But man the scar is beautiful. And to admire its story at a later date is nothing short of the greatest exhilaration, the pride of having earned it.

Tonight, I do fear losing. Tomorrow I might even lose; I might or might not be lost. It's 2012. the world is ending anyway. We lost our favourite and one of our first Profs at undergrad university on Sunday. A little bit of love can't kill anyone! So Love... Love... Love...

10.2.12

Hair

THIS short
Cutting my hair THIS short is always an unplanned affair. The itch begins a few weeks before though, but it almost always ends in this length or shorter. Of course, I've achieved a feat I've striven for, practiced and finally mastered over the past 7 years on several occasions. And while both roomies have been spectators, actively eventually assisted me in getting there tonight, and even applauded the outcome, the happiness is of simply losing it all. Yes, it's true. 

I've seen women cut their hair on film in a few films. One image I distinctly remember is Kalki Koechlin at it in Dev D. That is not to say, of course, that my attempt germinated from some sense of anger or suppression. If anything, it has made me so happy, I could dance all night! 

Not only does the loss of all my midway and reluctant-to-grow-more tresses that much less weight to bother with on myself, but also seems like a metaphorical unburdening from all the stress of having to cover my head and fuss over it all the time thanks to the dry and dusty weather of Pune. 

Social commentators the world over have maintained, as has research established, that short hair is the ultimate sign of confidence among women. Well I don't know about all of that. I know it doesn't make me look horrid, and I know my long and slender neck looks fabulous! 

I finally feel like shopping again! Finally going back to being the 13-year-old who cared two hoots about the frivolous housewives in the neighbourhood who thought my mother was mad not to encourage me to look more feminine (yeah, try growing up with a bunch of ruffians for boys, woman!). I don't know if I shall go back to my long hair. The only time it appealed was when I was so preoccupied with the charm of hyderabad; when I thought I didn't even have time to catch a breath because, oh god! there was so much to be done - classes, plays, concerts, assignments, my journo work, music, hanging out with friends who mattered over midnight cups of tang and elaichi cream biscuits.

☆ ☆ ☆ ☆

#### Required actions
1. Answer these questions about the blog post:
(a) Which actress does the writer remember cutting her hair on film, and in which film?
(b) The dry and dusty weather of which city makes the writer cover her head?
(c) What did the writer eat with midnight cups of tang while hanging out with friends?
2. Write a continuation of the blog post that follows on from its final sentence.

#### Collected data
☆ ☆ ☆ ☆

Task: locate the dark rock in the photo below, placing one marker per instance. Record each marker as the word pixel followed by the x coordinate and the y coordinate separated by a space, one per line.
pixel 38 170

☆ ☆ ☆ ☆

#### Answers for each item
1.
(a) Kalki Koechlin, in Dev D.
(b) Pune.
(c) Elaichi cream biscuits.

2.
No, I am not that anymore. It was my time of being lazy, and stable. That was, actually, my only truly linear phase of life. Uf. Look at me, analysing phases and connecting nonexistent dots over a blasted hair cut!

And remember, घर की खेती... whatever makes me happy... it ain't yours babay!

7.2.12

Pigeon hole

Pigeons are born cat food. That I've maintained for a while now. Even if they're all huddled together on a ledge or a tiled roof, at the appearance before all but flat frantically away to safety.

The foolishness of the species does not end there, of course. Pigeons have been known to hole up at the oddest spots - sometimes even among live electrical wires in exposed fuse boxes whose doors may have been miraculously unhinged by strong winds. But what do pigeons know of the dangers of being electrocuted, right? So what if they're the most thriving creatures in urban cityscapes around the world, after perhaps roaches and rats? They're really just vermin with wings, as the latest Sherlock Holmes film declares.

Then again, their utter lack of perception isn't even limited to that. Do you know that they can't even make out dust laden glass on aluminum shutters? So a couple manages to sneak in as often as we forget to close our living room windows. This morning was no different. The two made their noises as soon as they'd perched on the cupboard by the window in the hall. Obviously the sudden absence of any real smooth and warm surface caused much disconcert among the two. Anjie caught them amid this commotion and tried shooing them away. The idiots are too dim to understand what the onomatopoeic shoo refers to, and flew all over the living room - finally being driven away by yours truly with carefully guided claps.

I seem to be cursed or haunted by the pigeon gods. When I was in Bombay the first time around, I met NiNa who positively hated the poor creatures. Little did I have an idea of just how much, for warding them away seemed to be every Bombay resident's primary home mission - nets over balconies, shutters, open areas closed later, sealed AC windows and even makeshift blockages like a pillow against it.

Even the next time I was there, two of them slept on my window sill. How easy it seemed to have been for them to find accommodation in Bombay. How few were their needs. One look at their home would tell you neither did they know how to build a nest, nor did they seem to need to know. They didn't need a बाई to clean up after them. They seemed to love the mess. I was almost their janitor, for that matter!

And now here...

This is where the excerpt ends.